Entries from an annotation dataset:

┄┄┄┄┄┄┄┄┄┄┄┄┄┄┄┄┄┄┄┄

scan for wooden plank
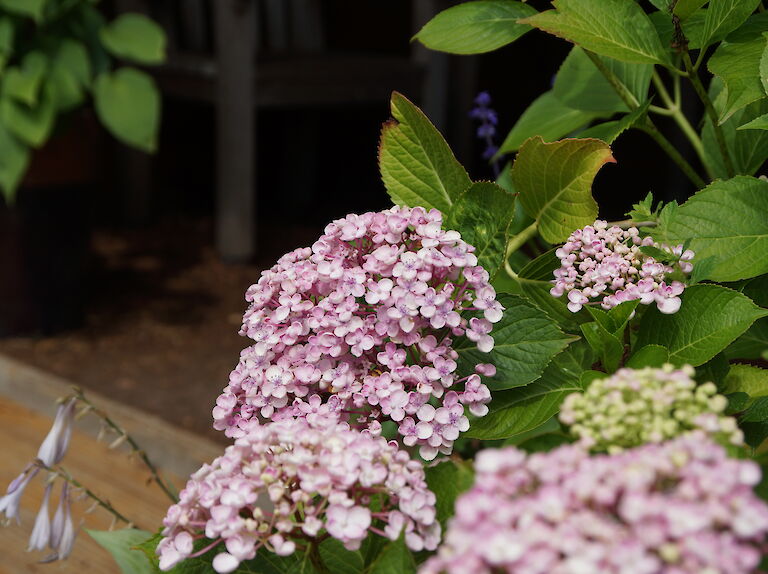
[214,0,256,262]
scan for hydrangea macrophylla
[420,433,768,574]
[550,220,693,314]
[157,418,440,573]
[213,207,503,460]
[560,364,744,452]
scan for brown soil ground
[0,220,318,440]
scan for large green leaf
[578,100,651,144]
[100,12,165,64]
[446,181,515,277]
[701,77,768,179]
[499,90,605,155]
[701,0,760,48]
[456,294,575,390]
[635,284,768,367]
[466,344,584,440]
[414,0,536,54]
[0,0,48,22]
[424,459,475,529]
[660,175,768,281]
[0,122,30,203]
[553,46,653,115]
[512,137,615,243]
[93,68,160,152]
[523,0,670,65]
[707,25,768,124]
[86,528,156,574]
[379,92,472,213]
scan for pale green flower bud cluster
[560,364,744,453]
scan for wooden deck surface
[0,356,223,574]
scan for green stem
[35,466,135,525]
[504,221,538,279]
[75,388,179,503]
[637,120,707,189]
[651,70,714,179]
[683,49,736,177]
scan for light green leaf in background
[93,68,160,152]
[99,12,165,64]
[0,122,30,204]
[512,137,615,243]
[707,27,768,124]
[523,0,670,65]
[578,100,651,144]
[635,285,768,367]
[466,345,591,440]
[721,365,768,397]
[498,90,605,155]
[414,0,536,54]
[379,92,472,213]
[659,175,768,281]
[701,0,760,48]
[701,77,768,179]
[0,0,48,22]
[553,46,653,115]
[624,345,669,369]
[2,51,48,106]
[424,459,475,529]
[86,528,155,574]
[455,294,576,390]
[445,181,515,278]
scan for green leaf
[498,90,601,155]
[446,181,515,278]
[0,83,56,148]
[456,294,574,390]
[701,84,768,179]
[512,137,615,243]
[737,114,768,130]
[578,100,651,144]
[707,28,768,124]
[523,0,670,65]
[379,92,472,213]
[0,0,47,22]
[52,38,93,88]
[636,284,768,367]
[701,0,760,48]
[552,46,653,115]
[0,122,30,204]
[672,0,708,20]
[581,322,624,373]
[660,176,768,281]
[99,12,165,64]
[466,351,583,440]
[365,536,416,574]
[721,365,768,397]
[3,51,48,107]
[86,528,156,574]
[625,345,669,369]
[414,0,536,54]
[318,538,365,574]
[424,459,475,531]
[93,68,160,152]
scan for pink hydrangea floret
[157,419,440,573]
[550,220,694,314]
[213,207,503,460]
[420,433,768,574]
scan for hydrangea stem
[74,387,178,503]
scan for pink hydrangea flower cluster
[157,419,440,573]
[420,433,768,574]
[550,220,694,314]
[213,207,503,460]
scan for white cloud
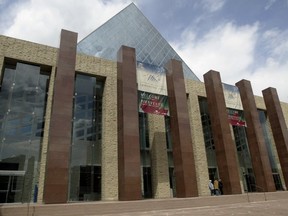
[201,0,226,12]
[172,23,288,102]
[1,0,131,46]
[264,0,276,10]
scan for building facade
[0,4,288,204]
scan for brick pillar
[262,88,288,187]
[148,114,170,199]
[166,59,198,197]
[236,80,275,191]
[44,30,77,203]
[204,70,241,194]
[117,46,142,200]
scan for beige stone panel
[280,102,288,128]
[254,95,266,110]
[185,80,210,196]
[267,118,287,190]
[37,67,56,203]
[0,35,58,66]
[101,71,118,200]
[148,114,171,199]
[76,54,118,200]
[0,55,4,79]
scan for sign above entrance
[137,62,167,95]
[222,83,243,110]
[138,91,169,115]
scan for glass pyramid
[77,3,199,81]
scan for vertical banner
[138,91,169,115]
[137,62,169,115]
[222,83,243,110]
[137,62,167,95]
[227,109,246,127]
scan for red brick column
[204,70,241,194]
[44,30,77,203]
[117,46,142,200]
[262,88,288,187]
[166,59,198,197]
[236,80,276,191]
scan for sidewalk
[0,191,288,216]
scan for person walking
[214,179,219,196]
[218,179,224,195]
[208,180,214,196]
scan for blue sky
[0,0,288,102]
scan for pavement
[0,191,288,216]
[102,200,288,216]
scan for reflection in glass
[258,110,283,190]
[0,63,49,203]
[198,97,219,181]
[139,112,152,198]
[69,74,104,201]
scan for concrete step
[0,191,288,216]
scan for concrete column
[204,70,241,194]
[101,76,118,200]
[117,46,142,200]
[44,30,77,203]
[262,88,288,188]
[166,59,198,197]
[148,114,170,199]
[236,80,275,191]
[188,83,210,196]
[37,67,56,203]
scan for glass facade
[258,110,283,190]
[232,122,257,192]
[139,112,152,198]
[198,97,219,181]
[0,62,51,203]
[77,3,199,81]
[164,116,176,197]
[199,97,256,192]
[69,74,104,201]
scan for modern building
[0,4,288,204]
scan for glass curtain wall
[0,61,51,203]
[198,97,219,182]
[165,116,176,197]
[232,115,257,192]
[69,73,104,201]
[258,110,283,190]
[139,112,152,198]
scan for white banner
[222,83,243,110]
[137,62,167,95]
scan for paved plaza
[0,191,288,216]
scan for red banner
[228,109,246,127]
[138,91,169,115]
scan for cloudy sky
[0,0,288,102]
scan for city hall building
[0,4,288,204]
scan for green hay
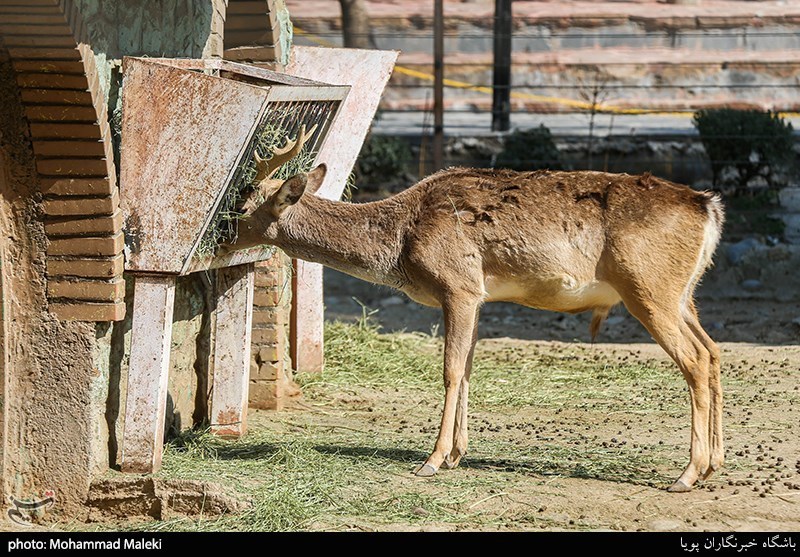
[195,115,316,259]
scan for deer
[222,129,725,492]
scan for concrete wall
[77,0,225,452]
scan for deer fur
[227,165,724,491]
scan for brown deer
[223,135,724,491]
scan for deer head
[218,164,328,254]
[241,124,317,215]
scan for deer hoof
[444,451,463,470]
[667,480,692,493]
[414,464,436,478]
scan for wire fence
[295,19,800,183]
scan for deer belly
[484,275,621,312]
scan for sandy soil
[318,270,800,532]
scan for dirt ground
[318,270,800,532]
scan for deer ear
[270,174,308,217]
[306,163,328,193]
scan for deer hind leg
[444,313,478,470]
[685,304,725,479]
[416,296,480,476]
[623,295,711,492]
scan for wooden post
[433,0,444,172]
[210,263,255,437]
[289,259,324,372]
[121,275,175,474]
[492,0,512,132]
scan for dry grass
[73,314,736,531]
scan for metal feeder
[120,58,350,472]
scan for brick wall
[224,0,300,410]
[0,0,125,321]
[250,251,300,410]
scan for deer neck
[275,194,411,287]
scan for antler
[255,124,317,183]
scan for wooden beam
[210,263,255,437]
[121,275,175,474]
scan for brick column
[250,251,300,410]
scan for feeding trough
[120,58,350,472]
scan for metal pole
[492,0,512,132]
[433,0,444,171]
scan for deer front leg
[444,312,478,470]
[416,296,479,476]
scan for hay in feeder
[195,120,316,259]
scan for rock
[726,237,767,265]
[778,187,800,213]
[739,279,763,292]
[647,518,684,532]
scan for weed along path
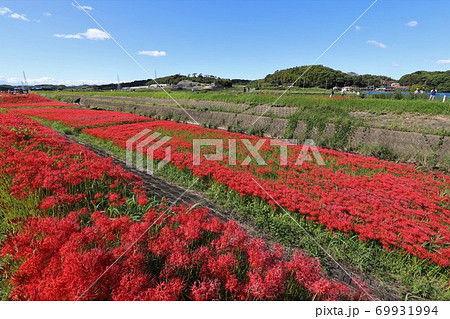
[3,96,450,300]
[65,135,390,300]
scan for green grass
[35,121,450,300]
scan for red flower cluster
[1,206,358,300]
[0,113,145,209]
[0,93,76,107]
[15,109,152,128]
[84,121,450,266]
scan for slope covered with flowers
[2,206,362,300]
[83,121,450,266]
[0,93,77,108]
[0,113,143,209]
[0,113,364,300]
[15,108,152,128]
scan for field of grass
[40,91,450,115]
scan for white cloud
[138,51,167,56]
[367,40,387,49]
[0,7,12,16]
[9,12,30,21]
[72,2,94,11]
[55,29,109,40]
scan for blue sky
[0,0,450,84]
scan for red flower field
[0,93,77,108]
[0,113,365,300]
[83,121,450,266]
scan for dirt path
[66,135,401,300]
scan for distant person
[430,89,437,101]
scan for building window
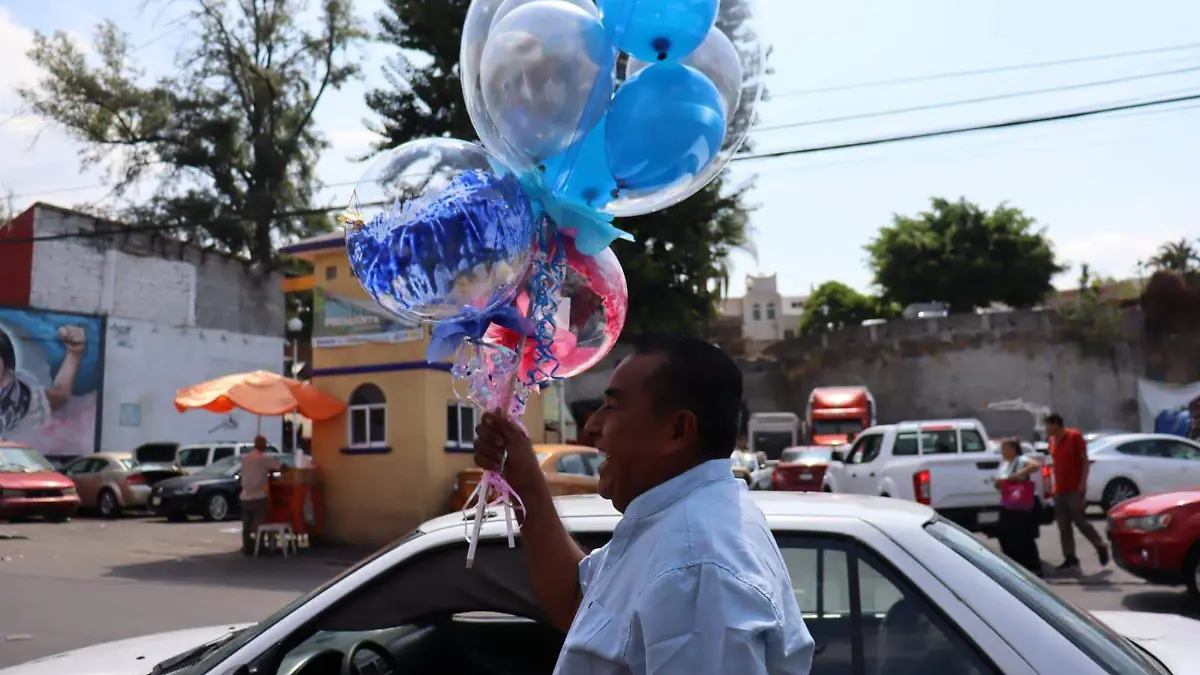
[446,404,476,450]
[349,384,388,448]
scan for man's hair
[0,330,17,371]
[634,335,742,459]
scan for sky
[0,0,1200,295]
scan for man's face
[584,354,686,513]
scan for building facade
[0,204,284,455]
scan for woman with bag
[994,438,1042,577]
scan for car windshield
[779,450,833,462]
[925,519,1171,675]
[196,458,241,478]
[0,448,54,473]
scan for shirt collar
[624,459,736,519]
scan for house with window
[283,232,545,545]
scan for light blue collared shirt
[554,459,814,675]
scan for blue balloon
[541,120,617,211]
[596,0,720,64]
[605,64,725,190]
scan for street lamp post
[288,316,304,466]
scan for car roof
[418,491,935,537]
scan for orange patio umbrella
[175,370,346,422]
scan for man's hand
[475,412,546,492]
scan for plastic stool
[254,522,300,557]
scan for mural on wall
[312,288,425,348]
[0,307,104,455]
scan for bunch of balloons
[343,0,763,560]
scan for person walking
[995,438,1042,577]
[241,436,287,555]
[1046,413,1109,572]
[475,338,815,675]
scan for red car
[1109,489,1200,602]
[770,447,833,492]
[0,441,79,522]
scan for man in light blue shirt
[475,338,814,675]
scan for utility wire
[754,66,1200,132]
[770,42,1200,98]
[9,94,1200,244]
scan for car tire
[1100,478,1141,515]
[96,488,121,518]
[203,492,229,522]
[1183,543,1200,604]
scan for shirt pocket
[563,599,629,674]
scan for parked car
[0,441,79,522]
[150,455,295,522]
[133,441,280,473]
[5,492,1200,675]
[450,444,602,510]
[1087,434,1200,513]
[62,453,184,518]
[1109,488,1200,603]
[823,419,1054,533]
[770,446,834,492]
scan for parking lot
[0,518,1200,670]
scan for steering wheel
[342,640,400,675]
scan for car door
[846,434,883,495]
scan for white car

┄┄┄┄┄┄┄┄┄┄┄┄┄┄┄┄┄┄┄┄

What the task requires:
Copy out word for word the lines between the one holding "scan for reflection in glass" and the one holding "[223,135,724,491]", inclusive, leaving the pictures out of your answer.

Answer:
scan for reflection in glass
[258,110,283,190]
[0,63,49,203]
[198,97,219,181]
[139,112,152,198]
[69,74,104,201]
scan for concrete step
[0,191,288,216]
scan for concrete column
[204,70,241,194]
[101,76,118,200]
[117,46,142,200]
[44,30,77,203]
[262,88,288,188]
[166,59,198,197]
[148,114,170,199]
[236,80,275,191]
[188,83,210,196]
[37,67,56,203]
scan for glass facade
[258,110,283,190]
[232,122,257,192]
[139,112,152,198]
[198,97,219,181]
[0,62,51,203]
[77,3,199,81]
[164,116,176,197]
[199,97,256,192]
[69,74,104,201]
scan for modern building
[0,4,288,204]
scan for glass curtain wall
[0,61,51,203]
[198,97,219,182]
[165,116,176,197]
[232,115,257,192]
[69,73,104,201]
[258,110,283,190]
[139,112,152,198]
scan for white banner
[222,83,243,110]
[137,62,167,95]
scan for paved plaza
[0,191,288,216]
scan for red banner
[228,109,246,127]
[138,91,169,115]
scan for cloudy sky
[0,0,288,102]
scan for city hall building
[0,4,288,204]
scan for green hay
[195,115,316,259]
scan for deer
[222,129,725,492]
scan for concrete wall
[77,0,225,452]
scan for deer fur
[227,165,724,491]
scan for brown deer
[223,135,724,491]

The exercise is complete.